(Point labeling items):
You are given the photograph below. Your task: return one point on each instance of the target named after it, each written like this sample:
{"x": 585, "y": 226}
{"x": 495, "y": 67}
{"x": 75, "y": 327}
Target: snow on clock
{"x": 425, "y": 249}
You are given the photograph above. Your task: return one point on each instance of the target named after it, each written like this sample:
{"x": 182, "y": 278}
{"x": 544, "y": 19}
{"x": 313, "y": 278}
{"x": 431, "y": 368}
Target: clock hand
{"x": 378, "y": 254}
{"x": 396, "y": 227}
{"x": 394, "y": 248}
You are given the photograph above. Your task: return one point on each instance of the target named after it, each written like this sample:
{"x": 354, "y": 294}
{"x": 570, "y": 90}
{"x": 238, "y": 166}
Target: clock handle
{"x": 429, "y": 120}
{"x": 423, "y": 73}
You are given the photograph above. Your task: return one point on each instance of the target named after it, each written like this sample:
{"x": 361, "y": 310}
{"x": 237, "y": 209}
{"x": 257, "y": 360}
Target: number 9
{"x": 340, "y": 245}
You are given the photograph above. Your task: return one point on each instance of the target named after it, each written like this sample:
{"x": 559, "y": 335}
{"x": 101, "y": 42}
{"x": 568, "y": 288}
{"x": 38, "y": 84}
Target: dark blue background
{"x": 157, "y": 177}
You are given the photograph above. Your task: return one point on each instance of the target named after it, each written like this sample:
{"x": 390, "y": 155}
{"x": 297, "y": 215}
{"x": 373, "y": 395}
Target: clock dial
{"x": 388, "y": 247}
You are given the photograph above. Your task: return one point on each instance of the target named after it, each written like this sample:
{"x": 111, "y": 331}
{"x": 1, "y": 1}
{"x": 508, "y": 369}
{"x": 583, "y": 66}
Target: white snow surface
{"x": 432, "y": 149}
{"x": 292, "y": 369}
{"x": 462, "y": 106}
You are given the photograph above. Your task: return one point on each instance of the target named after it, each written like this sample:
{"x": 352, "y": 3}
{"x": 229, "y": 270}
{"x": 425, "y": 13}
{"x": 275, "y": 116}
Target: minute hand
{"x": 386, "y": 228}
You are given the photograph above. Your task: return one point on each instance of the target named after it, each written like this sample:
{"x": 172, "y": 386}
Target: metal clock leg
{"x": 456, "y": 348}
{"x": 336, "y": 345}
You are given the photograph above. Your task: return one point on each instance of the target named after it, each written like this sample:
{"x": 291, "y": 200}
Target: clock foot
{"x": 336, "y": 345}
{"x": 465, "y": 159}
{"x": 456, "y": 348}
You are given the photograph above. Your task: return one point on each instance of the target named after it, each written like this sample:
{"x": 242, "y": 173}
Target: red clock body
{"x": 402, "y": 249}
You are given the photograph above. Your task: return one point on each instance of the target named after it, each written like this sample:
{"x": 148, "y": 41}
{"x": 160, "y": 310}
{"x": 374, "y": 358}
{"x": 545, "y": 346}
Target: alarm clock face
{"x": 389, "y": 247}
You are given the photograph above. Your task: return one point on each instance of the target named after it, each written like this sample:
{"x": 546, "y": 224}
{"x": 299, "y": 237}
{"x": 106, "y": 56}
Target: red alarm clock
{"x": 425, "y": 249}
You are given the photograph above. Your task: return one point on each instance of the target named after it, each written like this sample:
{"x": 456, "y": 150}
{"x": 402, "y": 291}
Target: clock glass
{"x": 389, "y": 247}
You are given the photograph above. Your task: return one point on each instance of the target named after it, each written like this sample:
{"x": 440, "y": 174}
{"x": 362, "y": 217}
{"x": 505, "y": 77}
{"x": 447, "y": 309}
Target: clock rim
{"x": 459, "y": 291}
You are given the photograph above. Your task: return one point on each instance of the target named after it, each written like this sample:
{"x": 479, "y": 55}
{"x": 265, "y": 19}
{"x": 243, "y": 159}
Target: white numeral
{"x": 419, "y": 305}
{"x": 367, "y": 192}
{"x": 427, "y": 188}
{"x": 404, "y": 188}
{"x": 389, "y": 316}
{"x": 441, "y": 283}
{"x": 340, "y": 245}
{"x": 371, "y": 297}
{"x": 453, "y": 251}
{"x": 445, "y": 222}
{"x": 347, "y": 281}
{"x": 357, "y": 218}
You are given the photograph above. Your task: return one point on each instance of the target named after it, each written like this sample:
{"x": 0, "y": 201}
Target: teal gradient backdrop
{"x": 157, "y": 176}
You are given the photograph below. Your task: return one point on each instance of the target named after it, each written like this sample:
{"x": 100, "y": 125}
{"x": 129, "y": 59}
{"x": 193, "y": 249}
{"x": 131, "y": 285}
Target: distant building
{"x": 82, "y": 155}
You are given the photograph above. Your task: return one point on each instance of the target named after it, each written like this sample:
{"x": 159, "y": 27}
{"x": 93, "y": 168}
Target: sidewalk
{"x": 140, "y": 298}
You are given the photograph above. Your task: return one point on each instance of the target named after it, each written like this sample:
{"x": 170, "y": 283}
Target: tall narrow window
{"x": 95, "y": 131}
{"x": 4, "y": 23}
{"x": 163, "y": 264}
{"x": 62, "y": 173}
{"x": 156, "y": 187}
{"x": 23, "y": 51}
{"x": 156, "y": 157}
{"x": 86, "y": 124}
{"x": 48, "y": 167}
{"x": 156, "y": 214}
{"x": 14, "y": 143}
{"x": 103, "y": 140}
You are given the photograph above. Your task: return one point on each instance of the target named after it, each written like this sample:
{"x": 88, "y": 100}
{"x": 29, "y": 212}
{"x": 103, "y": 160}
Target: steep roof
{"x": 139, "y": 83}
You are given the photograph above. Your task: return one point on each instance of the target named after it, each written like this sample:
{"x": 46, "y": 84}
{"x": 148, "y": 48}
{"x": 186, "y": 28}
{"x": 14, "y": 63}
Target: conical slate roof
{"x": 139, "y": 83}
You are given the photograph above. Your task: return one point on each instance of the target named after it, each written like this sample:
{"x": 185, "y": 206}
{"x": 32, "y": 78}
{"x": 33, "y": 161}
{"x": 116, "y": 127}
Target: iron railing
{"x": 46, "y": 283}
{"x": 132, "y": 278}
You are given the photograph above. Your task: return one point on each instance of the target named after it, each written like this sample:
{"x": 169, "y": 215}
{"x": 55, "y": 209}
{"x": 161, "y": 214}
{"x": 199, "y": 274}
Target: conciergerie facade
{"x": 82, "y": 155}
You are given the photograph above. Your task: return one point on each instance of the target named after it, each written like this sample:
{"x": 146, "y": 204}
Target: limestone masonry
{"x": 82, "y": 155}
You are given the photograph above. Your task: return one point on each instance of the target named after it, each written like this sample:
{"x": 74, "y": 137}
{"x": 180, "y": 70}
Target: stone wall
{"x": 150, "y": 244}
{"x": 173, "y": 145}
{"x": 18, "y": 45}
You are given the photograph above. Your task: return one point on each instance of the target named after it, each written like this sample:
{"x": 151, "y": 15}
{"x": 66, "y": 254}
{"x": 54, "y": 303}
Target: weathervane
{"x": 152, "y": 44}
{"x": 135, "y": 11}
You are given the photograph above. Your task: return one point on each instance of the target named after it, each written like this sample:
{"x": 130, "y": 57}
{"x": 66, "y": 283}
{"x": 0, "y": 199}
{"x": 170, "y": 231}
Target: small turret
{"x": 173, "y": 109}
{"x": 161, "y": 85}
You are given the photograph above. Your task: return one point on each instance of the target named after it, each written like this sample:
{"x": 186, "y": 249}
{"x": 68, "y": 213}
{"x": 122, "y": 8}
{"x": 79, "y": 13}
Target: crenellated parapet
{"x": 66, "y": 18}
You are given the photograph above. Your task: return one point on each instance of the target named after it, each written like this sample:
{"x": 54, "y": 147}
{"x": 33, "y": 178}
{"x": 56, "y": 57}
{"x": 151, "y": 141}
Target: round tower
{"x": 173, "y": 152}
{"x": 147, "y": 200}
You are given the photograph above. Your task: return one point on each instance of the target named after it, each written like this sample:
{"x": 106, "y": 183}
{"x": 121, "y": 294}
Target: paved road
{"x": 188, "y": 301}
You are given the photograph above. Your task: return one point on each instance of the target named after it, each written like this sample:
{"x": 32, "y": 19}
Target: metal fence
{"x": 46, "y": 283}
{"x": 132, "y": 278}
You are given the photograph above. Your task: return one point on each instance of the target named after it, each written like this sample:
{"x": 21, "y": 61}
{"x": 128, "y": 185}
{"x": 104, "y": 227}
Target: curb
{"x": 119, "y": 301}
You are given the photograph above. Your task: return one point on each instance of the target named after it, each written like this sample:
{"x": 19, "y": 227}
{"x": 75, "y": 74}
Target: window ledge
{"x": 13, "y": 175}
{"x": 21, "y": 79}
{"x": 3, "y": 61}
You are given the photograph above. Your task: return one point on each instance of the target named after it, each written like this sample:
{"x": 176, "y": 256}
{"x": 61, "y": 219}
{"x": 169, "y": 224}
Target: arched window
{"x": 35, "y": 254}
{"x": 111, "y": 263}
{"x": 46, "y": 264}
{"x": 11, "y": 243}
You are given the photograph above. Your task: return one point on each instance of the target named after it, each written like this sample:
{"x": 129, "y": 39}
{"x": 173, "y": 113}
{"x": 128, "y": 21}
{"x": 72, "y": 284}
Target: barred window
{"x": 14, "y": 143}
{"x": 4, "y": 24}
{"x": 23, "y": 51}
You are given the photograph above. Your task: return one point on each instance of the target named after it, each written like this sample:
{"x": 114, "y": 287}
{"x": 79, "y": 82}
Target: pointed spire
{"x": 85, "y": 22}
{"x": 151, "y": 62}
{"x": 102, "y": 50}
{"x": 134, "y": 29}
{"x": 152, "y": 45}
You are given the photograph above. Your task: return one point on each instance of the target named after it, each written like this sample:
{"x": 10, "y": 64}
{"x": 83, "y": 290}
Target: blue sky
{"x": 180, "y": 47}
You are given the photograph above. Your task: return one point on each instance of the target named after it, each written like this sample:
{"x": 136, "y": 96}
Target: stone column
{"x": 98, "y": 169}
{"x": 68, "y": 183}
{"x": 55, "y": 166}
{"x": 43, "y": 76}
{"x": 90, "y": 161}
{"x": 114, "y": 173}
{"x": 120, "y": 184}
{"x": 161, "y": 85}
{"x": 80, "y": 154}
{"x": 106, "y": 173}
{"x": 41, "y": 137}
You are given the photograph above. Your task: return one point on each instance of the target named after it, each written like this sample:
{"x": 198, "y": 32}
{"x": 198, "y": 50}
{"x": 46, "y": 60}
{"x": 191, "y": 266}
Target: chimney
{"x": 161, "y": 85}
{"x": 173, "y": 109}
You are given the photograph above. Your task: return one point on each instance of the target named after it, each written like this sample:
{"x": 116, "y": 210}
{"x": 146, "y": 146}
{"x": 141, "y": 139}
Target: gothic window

(TO BE DONE): How many lines of the items above contain the word "roof"? Reply with the number alone.

(OUTPUT OF THE EXERCISE): 2